-- Data to examine follows --

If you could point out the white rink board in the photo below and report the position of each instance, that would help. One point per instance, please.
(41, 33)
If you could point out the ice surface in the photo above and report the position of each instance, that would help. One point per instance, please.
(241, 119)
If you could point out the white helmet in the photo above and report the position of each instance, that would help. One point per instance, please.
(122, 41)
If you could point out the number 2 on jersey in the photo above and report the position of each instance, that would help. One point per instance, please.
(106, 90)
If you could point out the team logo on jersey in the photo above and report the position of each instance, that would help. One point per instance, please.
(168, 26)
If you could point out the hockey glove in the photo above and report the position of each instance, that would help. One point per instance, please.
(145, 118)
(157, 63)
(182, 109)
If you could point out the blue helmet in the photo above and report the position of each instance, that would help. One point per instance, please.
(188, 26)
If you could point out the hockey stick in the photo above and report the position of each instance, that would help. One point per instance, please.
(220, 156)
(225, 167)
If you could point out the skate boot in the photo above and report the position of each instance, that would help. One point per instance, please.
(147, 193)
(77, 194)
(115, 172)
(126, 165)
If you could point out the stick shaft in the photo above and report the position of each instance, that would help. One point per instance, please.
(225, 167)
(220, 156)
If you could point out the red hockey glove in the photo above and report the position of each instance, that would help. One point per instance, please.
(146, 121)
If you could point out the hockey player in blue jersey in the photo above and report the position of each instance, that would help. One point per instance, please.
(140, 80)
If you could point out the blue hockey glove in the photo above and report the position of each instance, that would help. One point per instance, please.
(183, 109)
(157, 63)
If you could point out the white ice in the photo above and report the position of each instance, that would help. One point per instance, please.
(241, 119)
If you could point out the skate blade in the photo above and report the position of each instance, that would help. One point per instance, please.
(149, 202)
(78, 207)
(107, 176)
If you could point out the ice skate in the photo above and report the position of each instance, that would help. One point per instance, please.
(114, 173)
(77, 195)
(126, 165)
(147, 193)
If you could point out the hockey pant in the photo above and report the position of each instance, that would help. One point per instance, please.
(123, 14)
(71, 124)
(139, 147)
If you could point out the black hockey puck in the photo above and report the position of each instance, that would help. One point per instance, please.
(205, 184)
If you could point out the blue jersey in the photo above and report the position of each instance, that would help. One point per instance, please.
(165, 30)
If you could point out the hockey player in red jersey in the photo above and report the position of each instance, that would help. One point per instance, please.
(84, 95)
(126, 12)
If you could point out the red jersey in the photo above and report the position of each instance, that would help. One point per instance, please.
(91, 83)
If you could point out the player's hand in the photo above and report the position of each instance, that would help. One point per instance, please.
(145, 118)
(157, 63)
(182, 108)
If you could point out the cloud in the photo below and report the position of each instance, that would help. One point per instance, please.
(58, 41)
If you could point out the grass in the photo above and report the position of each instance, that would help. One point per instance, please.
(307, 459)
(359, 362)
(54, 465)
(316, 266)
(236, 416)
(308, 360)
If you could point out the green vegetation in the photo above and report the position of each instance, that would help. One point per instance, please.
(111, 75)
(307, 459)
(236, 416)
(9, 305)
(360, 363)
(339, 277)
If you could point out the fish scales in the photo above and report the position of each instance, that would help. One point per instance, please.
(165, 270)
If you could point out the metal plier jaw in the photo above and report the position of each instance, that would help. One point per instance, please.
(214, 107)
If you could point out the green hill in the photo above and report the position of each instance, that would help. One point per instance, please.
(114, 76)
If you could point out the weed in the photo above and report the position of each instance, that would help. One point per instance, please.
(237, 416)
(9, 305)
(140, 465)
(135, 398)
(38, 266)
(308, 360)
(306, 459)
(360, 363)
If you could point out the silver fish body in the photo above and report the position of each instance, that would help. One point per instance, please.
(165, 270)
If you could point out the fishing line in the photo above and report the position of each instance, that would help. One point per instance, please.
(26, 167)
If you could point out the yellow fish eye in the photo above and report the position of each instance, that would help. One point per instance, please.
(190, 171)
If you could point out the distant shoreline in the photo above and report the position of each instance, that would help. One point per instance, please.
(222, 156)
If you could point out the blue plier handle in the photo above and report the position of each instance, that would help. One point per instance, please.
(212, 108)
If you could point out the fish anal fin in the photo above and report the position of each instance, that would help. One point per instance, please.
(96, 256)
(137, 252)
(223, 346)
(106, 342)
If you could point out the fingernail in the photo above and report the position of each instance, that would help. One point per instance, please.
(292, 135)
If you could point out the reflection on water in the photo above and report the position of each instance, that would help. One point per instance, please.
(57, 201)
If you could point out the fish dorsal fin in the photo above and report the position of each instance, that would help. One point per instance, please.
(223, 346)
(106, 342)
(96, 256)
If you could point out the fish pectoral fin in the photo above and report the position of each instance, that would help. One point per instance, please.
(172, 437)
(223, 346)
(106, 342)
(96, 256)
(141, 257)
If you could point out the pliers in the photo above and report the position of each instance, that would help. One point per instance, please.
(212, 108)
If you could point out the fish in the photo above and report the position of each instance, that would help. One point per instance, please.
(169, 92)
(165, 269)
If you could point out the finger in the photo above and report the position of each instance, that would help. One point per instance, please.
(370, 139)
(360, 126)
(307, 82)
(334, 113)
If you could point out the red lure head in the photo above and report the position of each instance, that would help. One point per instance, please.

-- Data to examine concluded --

§ What is expected
Give every entry again in full, precisely as written above.

§ Response to this task
If you could point out the white rink board in the photo below and report the position of each instance, that would help. One point per instance, please.
(41, 33)
If you could point out the ice surface in the photo above and report the position of each instance, that would help. One point per instance, please.
(241, 119)
If you could point out the white helmet in the photo above and report the position of each instance, that would help. One point per instance, please.
(122, 41)
If you could point out the number 2 on jersey in the photo above and report the position of each instance, that would help. One point per instance, please.
(106, 90)
If you could point out the team logo on jersey in the photo above and report the position of each instance, that would help. One point per instance, please.
(168, 26)
If you could point out the hockey glove in the photo above and report the position of each instance, that would help. One point per instance, please.
(145, 118)
(157, 63)
(182, 109)
If you could point out the blue helmet in the photo above and report the position of each instance, that would help. One point per instance, please.
(188, 26)
If you could point out the hockey stick in the photo above and report the position of each instance, that would help. One point per instance, please.
(220, 156)
(225, 167)
If you could point out the skate boot in the photo above and report the position of each instance, that would help. One point per instance, please.
(147, 193)
(77, 194)
(115, 172)
(126, 165)
If you could point out the stick shaft in the photo above and report the position of each instance, that would help. One point per instance, please.
(225, 167)
(220, 156)
If you could point out the red hockey glove in the photo above and report the position of each instance, that would help. One point per instance, please.
(146, 121)
If you could point out the hockey player in blue jersey in the photo above and report the position of each instance, that would help. One point per instance, please.
(140, 80)
If you could point out the blue hockey glove in the photo above and report the position of each instance, that would help. One point per instance, please.
(183, 109)
(157, 63)
If you could point out the white ice in the photo above and report the position of each instance, that would help. One point per instance, please.
(241, 119)
If you could point out the skate blade in the photo above and report the position of each instance, that would help. One point per instance, please.
(149, 202)
(78, 207)
(107, 176)
If you could point out the ice skate in the photo above and report the position of each instance, that would help. One point per instance, please.
(114, 173)
(77, 195)
(126, 165)
(147, 193)
If you could point out the hockey pant in the photo above and report the position of each instance, that would help. One point per instance, please.
(123, 14)
(71, 124)
(139, 147)
If you could point out the black hockey puck in the photo above and report the position of each instance, that would help. One point per instance, please.
(205, 184)
If you could point out the blue jersey in the photo above and report the position of each instance, that would help. One point per instance, please.
(165, 30)
If you could point out the hockey player in red jersey in the photo above and report the position of each instance, that would help. One point per instance, please.
(84, 95)
(126, 12)
If you could point out the red jersey in the photo above and report the position of each instance, that would help. One point per instance, please.
(91, 83)
If you could point out the player's hand in the photo above and report the position of each instance, that would help. One point per instance, please.
(145, 118)
(157, 63)
(182, 108)
If you could point out the cloud in the photo below and report the position of each instance, that would help. One point per instance, please.
(58, 41)
If you could point out the grass in the photo above and report the position of each instance, that would help. One point per instance, please.
(307, 459)
(359, 362)
(54, 465)
(316, 266)
(236, 416)
(308, 360)
If you could point out the green vegetation in the photo above and report the position of each instance, that would help. One point per instance, please.
(111, 75)
(307, 459)
(236, 416)
(9, 305)
(360, 363)
(339, 277)
If you could point out the fish scales in the photo above and report the position of each instance, that would help. One point per instance, please.
(165, 270)
If you could point out the metal plier jaw in the photo above and report the position of each instance, that would help. One point per instance, please.
(214, 107)
If you could point out the green hill in the photo above and report the position of each instance, that would help. One point per instance, please.
(114, 76)
If you could point out the weed in the photo above and report the position of each instance, that would help. One point per instance, please.
(237, 416)
(9, 305)
(140, 465)
(135, 398)
(38, 266)
(308, 360)
(306, 459)
(360, 363)
If you could point out the silver fish body in the photo above and report the position of each instance, that would help. One point per instance, please.
(165, 270)
If you could point out the fishing line in the photo above and report the position of each instance, that would help. One point per instance, please.
(26, 167)
If you could point out the yellow fish eye in the photo above and report the position of each instance, that would help. One point per instance, please.
(190, 171)
If you could point out the distant shoreline in the photo above and report the position of each instance, that would help. One point per instance, please.
(222, 156)
If you could point out the blue plier handle in the photo above and report the position of each instance, that would help. One point per instance, please.
(212, 108)
If you could point out the fish anal fin in the photo above and report the position of each instance, that would help. One point per instance, please.
(96, 256)
(137, 252)
(223, 346)
(106, 342)
If you could point out the fingernail in the photo above and report the position of each instance, that would help. One point per instance, please.
(292, 135)
If you could point out the reflection on water in the photo above and report the position of each instance, that would help. One point per instance, please.
(57, 201)
If you could point out the fish dorsal fin in the photo above and report the position of each instance, that would help. One point per instance, please.
(223, 346)
(106, 342)
(96, 256)
If you could point out the fish pectoral fin in the photo above and report the position of each instance, that would help. One point per instance, please.
(172, 437)
(223, 346)
(106, 342)
(96, 256)
(141, 257)
If you could point out the pliers in the photo above and report the position of each instance, that would help. One point per instance, please.
(212, 108)
If you could point out the fish in the photo above and report the position of each instance, that would help. One point per instance, please.
(169, 92)
(165, 269)
If you could point out the finger in the photo above and report the position of each instance, that would help. One point per instance, please.
(370, 139)
(360, 126)
(307, 82)
(334, 113)
If you could point out the red lure head in the photo above and report the position of each instance, that would help. One point per instance, please.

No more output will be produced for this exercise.